[BEGIN]
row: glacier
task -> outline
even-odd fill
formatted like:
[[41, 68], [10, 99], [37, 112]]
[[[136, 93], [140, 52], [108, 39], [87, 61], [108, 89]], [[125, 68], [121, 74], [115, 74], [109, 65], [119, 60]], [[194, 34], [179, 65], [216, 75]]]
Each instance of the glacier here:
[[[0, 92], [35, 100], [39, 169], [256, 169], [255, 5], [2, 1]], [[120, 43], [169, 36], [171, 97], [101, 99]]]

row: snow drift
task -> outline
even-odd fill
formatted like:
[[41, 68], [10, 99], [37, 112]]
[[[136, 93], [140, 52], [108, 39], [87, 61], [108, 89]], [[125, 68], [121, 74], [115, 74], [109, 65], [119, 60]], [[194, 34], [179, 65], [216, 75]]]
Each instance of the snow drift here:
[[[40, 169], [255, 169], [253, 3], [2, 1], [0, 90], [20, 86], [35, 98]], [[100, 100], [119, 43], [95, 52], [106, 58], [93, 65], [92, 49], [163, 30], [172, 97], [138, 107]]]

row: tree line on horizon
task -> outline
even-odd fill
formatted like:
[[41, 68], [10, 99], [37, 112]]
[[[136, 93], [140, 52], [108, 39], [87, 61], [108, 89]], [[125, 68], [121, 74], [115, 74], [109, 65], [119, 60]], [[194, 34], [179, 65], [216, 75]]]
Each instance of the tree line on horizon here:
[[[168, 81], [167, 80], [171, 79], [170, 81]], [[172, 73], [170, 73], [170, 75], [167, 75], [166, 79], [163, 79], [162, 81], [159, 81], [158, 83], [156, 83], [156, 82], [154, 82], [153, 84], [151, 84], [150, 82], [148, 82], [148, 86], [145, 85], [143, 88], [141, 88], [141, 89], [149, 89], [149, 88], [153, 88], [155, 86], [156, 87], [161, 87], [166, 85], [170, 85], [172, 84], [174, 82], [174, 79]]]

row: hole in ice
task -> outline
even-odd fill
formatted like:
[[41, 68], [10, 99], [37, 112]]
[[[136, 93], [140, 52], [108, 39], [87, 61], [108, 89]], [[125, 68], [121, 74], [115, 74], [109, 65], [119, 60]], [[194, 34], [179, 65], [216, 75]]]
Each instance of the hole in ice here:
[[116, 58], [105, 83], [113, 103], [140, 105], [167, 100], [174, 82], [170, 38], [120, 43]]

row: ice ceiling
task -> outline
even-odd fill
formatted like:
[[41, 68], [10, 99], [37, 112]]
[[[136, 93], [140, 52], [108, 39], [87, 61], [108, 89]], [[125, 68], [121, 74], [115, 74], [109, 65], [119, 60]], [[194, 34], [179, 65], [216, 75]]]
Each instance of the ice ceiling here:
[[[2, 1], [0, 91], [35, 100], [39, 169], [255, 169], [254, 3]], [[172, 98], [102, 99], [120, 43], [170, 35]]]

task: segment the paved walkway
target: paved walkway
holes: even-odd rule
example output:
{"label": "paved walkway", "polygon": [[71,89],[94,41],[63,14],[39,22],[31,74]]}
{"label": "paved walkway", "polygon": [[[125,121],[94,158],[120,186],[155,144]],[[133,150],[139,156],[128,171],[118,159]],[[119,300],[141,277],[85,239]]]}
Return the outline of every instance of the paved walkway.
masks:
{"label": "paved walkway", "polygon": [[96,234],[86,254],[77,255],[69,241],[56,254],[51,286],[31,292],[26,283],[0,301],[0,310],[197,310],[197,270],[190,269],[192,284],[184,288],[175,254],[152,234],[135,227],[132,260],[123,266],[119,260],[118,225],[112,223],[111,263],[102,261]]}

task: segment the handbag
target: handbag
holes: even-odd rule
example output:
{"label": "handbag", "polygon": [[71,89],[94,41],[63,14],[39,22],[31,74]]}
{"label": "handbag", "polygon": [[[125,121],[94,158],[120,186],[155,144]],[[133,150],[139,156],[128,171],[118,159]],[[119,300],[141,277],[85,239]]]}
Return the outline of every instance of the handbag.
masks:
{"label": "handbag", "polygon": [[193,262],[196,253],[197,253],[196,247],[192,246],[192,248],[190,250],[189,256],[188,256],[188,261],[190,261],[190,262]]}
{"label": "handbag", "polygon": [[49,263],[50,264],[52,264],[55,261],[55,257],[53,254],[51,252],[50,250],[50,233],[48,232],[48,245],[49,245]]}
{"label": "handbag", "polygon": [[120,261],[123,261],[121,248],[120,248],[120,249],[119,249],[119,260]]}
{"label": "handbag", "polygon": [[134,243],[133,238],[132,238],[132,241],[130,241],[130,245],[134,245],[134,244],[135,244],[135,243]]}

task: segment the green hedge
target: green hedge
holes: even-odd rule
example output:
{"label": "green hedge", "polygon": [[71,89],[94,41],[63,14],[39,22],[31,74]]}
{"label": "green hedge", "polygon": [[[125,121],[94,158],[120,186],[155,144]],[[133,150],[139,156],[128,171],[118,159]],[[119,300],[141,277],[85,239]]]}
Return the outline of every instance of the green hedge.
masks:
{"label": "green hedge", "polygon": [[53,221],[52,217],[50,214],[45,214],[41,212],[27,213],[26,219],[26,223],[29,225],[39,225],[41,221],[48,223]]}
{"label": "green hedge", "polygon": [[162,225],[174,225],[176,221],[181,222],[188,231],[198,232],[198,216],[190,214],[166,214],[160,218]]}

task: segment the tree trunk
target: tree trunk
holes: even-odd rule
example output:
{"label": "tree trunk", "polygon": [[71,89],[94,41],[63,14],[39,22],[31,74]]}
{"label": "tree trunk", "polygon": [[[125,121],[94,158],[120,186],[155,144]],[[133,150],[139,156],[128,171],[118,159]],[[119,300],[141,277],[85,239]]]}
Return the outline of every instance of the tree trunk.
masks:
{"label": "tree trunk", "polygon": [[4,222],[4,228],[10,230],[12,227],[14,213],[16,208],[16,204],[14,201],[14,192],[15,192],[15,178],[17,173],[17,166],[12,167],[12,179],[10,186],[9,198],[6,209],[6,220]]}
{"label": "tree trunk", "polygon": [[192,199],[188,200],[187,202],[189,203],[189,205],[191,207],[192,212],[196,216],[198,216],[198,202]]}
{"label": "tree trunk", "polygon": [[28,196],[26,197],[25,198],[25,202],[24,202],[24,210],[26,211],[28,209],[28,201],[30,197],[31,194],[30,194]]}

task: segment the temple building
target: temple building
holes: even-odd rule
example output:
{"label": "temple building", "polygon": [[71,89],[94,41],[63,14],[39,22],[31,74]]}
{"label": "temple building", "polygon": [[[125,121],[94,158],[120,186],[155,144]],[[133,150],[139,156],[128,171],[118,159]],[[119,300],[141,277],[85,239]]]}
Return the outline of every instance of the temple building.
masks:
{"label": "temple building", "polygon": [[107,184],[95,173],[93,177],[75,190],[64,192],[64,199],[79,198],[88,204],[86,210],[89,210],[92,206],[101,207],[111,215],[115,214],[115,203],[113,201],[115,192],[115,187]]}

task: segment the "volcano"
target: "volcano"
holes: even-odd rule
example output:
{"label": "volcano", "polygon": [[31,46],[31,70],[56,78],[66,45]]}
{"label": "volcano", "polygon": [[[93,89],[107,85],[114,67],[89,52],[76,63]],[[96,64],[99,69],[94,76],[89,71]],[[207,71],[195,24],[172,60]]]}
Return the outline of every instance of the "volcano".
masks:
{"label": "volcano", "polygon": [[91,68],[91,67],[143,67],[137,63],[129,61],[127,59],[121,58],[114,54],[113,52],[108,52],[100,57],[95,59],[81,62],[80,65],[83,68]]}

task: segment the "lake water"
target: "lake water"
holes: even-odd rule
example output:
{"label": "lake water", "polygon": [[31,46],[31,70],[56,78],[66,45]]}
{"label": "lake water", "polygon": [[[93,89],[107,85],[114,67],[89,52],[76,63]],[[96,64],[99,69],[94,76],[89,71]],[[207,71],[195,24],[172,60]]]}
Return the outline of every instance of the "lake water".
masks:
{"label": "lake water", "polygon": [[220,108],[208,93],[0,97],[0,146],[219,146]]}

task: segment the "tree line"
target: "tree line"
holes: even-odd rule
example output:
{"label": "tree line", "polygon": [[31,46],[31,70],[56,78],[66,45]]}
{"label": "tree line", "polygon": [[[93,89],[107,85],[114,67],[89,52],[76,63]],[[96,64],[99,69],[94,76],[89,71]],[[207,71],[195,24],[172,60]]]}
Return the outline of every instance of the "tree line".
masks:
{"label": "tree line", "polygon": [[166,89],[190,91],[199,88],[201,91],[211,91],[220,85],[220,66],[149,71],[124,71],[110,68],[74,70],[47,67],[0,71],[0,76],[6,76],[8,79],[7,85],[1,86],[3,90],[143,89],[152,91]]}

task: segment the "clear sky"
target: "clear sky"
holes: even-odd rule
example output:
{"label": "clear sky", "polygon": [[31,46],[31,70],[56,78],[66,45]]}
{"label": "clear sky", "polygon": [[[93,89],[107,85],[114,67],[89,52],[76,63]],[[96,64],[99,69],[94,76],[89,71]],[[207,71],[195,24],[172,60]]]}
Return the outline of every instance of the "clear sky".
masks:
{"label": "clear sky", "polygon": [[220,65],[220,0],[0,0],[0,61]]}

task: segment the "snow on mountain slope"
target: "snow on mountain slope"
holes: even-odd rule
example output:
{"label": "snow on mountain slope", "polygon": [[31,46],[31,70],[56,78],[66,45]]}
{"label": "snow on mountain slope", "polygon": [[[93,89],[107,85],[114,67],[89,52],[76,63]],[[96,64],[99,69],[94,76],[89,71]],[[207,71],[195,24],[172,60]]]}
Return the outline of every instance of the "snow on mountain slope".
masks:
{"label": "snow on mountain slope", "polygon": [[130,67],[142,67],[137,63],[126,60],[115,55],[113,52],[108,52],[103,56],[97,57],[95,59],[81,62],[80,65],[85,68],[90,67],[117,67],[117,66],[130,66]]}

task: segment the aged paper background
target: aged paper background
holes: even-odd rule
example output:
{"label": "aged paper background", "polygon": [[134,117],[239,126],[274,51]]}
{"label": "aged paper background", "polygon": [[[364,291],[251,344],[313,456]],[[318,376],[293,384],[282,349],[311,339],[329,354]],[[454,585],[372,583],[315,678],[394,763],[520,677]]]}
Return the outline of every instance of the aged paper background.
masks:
[END]
# PROBLEM DESCRIPTION:
Copy each line exactly, from the line containing "task: segment the aged paper background" down to the last line of the material, and no other lines.

# ANSWER IN FULL:
task: segment the aged paper background
target: aged paper background
holes: even-odd rule
example output:
{"label": "aged paper background", "polygon": [[134,117],[239,126],[274,51]]}
{"label": "aged paper background", "polygon": [[[364,291],[251,344],[313,456]],[[318,376],[293,384],[282,349],[311,339],[329,354]],[[454,585],[372,583],[315,678],[394,763],[520,677]]]}
Return the outline of every instance of the aged paper background.
masks:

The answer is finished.